- Source extract -
-- -- --

The top differences include size, flavor, fat content, and more!
I had to learn about the intricate variations of brisket flat vs. point in culinary school and it was eye opening. I am now here to pass on my knowledge to you!
In this post I will outline the main variations, talk to you about how to cook a brisket, and a whole lot more!
Before I go into the differences between brisket flat and point cut, I first want to talk about what a beef brisket actually is. A lot of people tend to get confused about this term because it can refer to both the cut as well as the dish.
So, let's first get this sorted out for you:
A whole brisket is the meat that is taken from the breast or chest section, below the first five ribs, and underneath the foreshank. This chest muscle group works a great deal to support the weight of the cow.
As a result, this cut of meat is large - around 3 to 8lbs per section. It is also made up of tough connective tissue. It is the reason that brisket is so affordable - it needs to be cooked properly before it is tender enough to eat.
Now, the above section is often referred to as a whole packer brisket. As mentioned, it is a large section of meat and it is made up of two muscles. In most instances, these muscles are separated and sold as two sections - brisket flat and brisket point.
The first cut is known as the brisket flat cut but may also be referred to as the beef brisket middle cut, brisket center cut or the thin cut. It is the leaner of the two sections.
The second cut is known as the brisket point cut. This has a thick layer of fat on it which makes it the far more flavorful option. It is sometimes known as the deckle.
Here is an in-depth explanation on how to tell these two cuts apart:
One of the first things that you will notice is that the brisket flat is larger. True to its name, it is also more uniform in shape and lays flat for the most part.

-- -- --

- Extracted data -
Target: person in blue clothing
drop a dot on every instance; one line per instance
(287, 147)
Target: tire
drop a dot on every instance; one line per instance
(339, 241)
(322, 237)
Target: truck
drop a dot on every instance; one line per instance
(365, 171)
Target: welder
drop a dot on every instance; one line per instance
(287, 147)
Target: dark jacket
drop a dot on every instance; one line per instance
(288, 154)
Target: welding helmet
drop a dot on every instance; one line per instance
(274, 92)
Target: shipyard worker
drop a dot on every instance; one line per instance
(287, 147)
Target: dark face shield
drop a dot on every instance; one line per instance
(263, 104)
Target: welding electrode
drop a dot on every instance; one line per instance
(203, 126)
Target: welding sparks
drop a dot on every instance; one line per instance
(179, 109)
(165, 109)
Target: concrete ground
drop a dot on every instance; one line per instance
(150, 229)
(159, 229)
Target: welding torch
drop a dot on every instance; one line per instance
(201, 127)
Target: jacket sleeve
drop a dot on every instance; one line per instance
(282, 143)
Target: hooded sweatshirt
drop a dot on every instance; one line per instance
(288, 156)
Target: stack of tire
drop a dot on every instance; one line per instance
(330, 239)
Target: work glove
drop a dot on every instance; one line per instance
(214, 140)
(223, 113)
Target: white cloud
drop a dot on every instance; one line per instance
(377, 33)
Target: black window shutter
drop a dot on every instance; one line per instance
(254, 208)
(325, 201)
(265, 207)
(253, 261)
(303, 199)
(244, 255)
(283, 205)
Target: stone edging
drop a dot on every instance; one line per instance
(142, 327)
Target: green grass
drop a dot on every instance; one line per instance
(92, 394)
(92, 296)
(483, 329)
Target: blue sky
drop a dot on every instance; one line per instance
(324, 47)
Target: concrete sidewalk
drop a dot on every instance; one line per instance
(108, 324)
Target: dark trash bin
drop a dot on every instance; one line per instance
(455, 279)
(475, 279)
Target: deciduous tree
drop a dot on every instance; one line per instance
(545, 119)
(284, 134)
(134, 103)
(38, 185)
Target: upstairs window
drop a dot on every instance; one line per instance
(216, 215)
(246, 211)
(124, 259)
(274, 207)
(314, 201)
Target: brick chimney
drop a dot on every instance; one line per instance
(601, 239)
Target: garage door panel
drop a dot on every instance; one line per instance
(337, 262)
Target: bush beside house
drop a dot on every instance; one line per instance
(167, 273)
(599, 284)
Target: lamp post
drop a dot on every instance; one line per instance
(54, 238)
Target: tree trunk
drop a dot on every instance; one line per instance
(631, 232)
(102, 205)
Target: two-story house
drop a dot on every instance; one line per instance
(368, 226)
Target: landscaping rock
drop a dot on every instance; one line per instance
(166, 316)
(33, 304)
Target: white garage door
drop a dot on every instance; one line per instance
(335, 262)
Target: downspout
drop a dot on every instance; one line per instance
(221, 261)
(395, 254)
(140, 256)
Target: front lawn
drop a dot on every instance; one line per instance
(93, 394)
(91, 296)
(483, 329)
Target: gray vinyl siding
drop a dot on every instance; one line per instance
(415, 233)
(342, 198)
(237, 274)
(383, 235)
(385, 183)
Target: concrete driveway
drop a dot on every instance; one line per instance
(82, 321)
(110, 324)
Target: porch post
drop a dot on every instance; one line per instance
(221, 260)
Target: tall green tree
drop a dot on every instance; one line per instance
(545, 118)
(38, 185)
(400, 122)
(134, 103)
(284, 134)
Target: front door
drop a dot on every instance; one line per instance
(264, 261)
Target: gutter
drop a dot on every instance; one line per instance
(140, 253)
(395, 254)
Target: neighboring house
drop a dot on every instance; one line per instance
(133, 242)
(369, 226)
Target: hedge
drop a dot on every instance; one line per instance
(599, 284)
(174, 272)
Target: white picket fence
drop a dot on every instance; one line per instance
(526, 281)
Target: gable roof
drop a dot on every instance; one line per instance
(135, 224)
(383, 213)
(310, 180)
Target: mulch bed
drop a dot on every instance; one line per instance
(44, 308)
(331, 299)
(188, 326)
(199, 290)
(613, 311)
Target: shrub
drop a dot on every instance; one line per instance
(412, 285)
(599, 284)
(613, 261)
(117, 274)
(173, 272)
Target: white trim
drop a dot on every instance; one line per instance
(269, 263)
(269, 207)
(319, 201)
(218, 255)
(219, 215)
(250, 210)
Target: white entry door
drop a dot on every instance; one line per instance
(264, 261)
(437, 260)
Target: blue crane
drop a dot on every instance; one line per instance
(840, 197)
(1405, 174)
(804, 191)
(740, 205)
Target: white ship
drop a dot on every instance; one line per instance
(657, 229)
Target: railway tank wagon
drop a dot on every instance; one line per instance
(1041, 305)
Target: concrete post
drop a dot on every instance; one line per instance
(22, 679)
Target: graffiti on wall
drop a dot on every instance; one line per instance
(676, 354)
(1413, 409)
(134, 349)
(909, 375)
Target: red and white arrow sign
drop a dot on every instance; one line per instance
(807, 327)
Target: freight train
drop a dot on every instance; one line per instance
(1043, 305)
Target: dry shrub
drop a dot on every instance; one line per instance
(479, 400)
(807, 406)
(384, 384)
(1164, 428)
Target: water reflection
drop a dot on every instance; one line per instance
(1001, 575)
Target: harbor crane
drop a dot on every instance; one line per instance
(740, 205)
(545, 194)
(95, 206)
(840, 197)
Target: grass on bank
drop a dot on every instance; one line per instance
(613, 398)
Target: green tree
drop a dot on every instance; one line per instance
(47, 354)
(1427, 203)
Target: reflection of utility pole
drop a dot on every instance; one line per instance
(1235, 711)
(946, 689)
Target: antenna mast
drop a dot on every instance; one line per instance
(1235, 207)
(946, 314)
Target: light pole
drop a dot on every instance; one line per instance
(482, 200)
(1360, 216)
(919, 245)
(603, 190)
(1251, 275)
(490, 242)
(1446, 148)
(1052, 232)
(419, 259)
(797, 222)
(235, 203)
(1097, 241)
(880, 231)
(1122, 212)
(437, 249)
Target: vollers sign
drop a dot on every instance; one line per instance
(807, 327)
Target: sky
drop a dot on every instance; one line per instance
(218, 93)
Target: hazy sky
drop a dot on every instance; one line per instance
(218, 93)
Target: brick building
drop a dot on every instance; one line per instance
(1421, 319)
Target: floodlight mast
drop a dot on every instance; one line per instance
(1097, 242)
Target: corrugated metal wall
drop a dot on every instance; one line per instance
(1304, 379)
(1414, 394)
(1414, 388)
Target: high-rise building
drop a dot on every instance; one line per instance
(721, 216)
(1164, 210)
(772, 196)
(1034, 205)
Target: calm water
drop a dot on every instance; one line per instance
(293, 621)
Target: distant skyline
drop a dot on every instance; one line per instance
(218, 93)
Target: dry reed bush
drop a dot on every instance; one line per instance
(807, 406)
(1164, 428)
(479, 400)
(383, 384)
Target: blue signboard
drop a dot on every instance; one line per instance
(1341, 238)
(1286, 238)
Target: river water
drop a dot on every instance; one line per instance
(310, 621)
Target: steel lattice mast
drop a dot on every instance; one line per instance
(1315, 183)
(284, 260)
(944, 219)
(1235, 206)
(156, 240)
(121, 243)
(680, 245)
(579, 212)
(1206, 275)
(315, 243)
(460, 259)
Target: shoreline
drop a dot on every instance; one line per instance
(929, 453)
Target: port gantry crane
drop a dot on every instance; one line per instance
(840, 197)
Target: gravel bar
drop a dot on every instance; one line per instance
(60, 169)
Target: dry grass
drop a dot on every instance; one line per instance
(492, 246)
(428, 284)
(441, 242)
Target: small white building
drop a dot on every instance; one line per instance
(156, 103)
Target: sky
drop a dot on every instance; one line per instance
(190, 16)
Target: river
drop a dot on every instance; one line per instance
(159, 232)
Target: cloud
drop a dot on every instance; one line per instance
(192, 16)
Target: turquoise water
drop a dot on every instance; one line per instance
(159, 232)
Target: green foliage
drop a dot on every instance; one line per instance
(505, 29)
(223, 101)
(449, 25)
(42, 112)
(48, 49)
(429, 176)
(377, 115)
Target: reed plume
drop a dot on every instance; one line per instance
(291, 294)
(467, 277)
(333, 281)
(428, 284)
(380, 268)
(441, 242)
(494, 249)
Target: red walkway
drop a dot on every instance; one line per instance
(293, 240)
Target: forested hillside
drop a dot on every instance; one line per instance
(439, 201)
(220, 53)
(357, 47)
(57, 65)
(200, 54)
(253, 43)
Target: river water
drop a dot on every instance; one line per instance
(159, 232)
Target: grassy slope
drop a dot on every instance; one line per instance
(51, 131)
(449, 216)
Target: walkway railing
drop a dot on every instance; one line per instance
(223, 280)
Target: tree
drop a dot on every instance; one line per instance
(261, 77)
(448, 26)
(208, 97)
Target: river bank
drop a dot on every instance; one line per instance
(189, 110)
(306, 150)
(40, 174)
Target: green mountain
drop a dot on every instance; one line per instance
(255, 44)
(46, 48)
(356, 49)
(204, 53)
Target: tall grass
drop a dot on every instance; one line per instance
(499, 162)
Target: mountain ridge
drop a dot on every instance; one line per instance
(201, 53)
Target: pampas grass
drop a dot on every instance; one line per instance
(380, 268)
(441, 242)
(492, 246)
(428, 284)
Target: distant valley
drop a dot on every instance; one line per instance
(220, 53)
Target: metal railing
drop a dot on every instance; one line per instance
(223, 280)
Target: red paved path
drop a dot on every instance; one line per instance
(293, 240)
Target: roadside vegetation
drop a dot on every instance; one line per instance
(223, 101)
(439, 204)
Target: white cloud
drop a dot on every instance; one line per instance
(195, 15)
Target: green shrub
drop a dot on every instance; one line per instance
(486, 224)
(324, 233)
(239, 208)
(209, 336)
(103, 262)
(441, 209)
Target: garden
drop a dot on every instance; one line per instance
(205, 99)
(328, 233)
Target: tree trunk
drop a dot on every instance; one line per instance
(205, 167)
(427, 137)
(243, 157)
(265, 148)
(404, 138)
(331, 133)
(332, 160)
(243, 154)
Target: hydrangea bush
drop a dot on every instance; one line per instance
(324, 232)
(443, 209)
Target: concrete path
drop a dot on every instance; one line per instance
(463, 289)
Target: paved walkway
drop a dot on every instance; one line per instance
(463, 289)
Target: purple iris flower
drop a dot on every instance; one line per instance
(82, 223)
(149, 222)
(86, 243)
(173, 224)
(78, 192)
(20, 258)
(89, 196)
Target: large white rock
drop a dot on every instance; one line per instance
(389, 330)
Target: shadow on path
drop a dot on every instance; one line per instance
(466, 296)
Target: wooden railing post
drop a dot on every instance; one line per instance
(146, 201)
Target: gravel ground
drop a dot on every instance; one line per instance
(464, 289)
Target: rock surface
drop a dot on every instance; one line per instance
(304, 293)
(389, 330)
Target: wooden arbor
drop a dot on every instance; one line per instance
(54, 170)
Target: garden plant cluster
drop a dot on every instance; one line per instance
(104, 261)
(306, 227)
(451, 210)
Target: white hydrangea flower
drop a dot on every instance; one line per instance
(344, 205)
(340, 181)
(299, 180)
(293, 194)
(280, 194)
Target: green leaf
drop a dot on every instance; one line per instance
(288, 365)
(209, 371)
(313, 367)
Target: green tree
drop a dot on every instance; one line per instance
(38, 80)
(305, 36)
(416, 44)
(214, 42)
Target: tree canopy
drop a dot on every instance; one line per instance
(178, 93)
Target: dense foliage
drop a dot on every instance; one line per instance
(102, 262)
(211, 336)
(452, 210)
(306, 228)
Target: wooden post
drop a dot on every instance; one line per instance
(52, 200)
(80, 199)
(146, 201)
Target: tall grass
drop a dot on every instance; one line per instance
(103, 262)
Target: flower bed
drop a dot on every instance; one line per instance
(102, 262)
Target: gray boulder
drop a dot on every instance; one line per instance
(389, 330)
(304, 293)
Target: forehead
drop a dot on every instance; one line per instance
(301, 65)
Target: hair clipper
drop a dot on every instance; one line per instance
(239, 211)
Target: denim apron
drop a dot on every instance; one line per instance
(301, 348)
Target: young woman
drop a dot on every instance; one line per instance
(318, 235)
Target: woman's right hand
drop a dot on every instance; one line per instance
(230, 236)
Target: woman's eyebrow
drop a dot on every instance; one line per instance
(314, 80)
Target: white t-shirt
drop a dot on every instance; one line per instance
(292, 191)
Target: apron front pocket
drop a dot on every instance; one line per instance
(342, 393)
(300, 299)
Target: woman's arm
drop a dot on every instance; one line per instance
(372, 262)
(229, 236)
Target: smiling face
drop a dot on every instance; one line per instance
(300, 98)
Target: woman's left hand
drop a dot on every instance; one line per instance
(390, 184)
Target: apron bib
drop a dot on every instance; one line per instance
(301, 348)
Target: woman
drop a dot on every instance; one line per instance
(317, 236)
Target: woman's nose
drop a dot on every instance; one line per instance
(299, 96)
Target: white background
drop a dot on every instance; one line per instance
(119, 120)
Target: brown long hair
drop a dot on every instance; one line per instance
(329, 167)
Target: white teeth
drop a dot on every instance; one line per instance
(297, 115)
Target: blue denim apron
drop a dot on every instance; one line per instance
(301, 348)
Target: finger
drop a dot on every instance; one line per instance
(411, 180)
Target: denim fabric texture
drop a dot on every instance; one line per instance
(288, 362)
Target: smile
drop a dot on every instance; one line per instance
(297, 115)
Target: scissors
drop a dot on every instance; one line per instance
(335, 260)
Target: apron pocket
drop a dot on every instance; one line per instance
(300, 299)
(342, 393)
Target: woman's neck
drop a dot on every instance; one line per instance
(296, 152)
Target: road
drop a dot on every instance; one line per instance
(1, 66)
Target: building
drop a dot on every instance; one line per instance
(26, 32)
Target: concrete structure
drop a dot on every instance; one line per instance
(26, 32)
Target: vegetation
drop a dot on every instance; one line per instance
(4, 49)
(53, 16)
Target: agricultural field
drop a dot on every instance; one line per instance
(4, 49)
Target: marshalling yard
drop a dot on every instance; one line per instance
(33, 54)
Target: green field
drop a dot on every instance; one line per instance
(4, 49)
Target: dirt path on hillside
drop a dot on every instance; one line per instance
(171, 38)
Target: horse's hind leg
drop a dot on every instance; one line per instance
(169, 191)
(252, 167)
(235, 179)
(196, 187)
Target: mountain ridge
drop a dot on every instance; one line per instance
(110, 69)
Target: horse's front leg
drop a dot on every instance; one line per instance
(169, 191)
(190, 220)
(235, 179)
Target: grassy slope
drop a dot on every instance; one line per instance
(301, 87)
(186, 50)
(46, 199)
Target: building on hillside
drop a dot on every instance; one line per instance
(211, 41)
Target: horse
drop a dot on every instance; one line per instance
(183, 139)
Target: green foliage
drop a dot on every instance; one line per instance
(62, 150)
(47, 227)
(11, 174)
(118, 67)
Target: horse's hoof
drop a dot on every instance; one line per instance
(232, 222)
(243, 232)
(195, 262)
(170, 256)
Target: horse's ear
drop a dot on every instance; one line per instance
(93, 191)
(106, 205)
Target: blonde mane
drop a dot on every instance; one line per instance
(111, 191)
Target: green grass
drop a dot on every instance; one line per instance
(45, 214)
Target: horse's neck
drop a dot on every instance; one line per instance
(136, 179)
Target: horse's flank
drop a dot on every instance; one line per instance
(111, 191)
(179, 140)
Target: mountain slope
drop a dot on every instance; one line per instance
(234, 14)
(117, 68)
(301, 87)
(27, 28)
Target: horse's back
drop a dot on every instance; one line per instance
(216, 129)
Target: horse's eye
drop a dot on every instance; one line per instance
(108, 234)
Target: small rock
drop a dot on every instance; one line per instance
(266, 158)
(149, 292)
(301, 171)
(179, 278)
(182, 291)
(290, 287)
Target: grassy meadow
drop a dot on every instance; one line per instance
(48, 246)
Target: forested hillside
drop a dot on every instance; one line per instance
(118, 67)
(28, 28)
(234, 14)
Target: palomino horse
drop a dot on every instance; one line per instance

-- -- --

- Problem -
Please answer from the brisket text: what other name is sometimes used for the brisket point cut? The material is separate from the brisket text and unrelated to it.

- Solution for this task -
The deckle.